● **Provided records**:
━━━
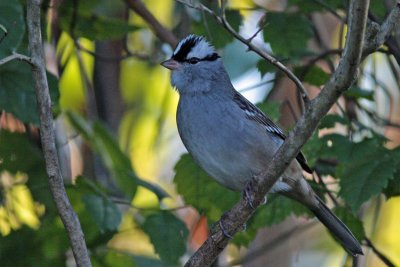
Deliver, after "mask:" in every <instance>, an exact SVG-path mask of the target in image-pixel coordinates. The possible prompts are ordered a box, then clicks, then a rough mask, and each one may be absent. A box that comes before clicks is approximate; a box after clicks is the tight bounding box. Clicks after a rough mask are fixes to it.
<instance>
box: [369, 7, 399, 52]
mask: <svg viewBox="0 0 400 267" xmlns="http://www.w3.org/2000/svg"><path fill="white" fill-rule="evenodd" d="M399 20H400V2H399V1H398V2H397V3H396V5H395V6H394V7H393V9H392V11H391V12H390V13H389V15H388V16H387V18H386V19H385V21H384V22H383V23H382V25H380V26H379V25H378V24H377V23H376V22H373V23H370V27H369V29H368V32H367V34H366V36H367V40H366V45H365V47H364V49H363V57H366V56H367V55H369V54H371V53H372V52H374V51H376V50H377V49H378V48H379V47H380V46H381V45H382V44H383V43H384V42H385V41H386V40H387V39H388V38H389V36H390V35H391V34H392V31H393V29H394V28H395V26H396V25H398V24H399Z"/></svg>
━━━
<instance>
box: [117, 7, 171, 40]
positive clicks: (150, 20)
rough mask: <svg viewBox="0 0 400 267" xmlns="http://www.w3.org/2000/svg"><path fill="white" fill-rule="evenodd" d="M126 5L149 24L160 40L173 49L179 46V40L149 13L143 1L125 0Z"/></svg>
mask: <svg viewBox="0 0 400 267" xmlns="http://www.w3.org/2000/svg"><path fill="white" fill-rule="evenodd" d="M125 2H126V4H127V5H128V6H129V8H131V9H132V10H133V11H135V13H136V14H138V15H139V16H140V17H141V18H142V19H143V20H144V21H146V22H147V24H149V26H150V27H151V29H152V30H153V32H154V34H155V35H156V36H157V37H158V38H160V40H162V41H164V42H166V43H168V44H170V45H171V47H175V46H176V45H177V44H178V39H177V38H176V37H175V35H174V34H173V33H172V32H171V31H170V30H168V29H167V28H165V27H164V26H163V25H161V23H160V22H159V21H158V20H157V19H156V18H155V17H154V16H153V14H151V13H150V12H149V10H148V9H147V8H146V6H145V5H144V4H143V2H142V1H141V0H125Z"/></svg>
━━━
● **Task requirements**: Report every line in the material above that contains the string "clicks", copying each line in full. Case matters when matching.

● **Solution for this exercise**:
Deliver, after "mask:" in every <instance>, an exact SVG-path mask of the target in image-pixel coordinates. The possible prompts are ordered a box, then clicks, then a rough mask, and each one may be absent. A box that comes before clicks is approximate; a box after clicks is the tight bounding box. Clicks after a rough mask are fixes to it.
positive clicks: (150, 20)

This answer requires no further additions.